What the task requires —
A faithful copy of the entries, without any pictures, is what is needed here.

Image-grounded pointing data
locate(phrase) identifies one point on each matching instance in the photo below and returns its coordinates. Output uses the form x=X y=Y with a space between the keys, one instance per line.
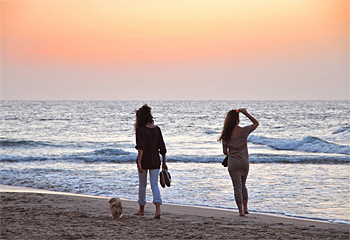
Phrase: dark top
x=150 y=140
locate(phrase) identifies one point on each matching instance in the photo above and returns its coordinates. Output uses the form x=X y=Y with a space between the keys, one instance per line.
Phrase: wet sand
x=35 y=214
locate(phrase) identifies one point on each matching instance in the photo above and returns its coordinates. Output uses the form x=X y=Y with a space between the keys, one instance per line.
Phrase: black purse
x=224 y=163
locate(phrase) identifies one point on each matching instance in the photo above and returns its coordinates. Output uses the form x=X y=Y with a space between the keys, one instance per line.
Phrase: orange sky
x=109 y=31
x=174 y=49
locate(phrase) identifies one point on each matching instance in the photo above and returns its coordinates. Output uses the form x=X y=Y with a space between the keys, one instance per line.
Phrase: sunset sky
x=175 y=50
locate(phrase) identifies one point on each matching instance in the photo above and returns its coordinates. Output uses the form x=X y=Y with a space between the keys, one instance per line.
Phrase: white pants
x=153 y=174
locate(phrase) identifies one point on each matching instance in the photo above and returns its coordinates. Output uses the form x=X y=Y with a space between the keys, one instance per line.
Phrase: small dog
x=116 y=207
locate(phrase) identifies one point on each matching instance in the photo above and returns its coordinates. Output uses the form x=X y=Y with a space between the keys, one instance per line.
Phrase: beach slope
x=34 y=214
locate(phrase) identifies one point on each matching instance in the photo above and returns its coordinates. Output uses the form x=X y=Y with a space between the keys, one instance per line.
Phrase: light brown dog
x=116 y=207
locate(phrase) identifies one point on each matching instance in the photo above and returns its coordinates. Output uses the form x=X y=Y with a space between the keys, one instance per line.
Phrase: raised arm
x=251 y=118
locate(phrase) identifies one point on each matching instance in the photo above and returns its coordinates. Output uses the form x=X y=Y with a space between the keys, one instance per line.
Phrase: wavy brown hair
x=231 y=120
x=143 y=116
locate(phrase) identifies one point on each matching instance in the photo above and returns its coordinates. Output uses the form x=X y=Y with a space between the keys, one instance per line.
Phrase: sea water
x=299 y=154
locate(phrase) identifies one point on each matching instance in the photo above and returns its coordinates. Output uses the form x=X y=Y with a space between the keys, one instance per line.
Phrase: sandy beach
x=35 y=214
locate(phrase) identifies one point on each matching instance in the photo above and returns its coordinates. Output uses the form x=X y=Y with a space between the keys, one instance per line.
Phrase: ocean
x=299 y=154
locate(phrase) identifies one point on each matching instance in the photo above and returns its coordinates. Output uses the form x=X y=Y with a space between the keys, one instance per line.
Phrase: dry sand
x=27 y=214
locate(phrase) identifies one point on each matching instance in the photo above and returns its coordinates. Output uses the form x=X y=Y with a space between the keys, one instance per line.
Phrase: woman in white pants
x=149 y=143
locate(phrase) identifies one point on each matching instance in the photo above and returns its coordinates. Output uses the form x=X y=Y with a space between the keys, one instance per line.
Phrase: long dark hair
x=143 y=116
x=231 y=120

Answer area —
locate(phrase) identifies one point on each matching instance in the photo below and returns its coordinates. Output uses the form x=X y=Y with a space between the keys, one instance per line.
Phrase: dark top
x=150 y=140
locate(phrase) identifies one point on each matching instance in the photo above and returns its coordinates. Output uses the form x=X y=Y with a space between the keys, one instance per line.
Phrase: wet sand
x=35 y=214
locate(phrase) identifies one point on each matching instance in the photo above and returns its coordinates. Output uses the form x=X y=Y with a space between the keys, one instance per line.
Phrase: black purse
x=224 y=163
locate(phrase) identifies one point on each matching instance in the photo above and returns its coordinates. Output uses the form x=X y=Y with a space between the keys, one instance per line.
Phrase: orange sky
x=109 y=31
x=174 y=49
locate(phrase) identifies one point on each matching instance in the photo above and returns its coordinates. Output uses the form x=X y=Y with a space between the keys, one instance per line.
Phrase: sunset sky
x=175 y=50
locate(phrase) identifies one point on each matching instance in the photo above and returns its coordinates. Output uses the form x=X y=Y with a space between the keys, one instance per line.
Phrase: white pants
x=153 y=174
locate(phrase) identifies one point on each matching instance in the photo above and returns its coordinates. Output uses the form x=X y=Y with a space between the keys, one instance per line.
Phrase: small dog
x=116 y=207
locate(phrase) identifies one point on each matching instance in the photo above and returns its coordinates. Output uses the form x=X y=Y with a space between the keys, one instance per line.
Phrase: beach slope
x=34 y=214
locate(phrase) identifies one point on each matching instance in the photo above and returns its coordinates. Output uses the form x=X y=Y with a space between the keys, one instance per line.
Phrase: light brown dog
x=116 y=207
locate(phrase) identifies one point on each matching instance in the photo above and returns its coordinates. Output uses the form x=X y=Y with a space between the keys, one instance per line.
Phrase: raised arm
x=251 y=118
locate(phrase) identifies one point on each matching instance in the photo above and returns its coordinates. Output uses the form x=X y=Y with a space between the keys, one instance per line.
Phrase: wavy brown hair
x=231 y=120
x=143 y=116
locate(phrase) identifies one point on each matching instance in the photo above and returns its coordinates. Output uses the form x=X y=Y with a space between the keys, one instance per line.
Phrase: sea water
x=299 y=154
locate(phrase) identifies one point on each matching instance in the photo above and returns its coordinates. Output uses the form x=X y=Y with a space between the keys, one instance per line.
Phrase: sandy beach
x=35 y=214
locate(phrase) identifies one point on each matching instance in the photo above and returns its coordinates. Output uses the form x=X y=Y with a space between the keys, one instance per line.
Phrase: ocean
x=299 y=154
locate(phrase) identifies one point on each matching instance in the photo above and returns its coordinates. Output uses the form x=X y=Y with a space between the keys, one instance per line.
Phrase: dry sand
x=27 y=214
locate(phrase) identifies one point on each matching instance in the photo above and returns its coordinates. Output uses the form x=X y=Y with a space between the keys, one instance per line.
Phrase: woman in white pants
x=149 y=143
locate(phrase) identifies one point on each matching instance in the photo above and returns its coordinates. Output uses the form x=X y=Y with a space between the keys, one instance per line.
Phrase: long dark hair
x=143 y=116
x=231 y=120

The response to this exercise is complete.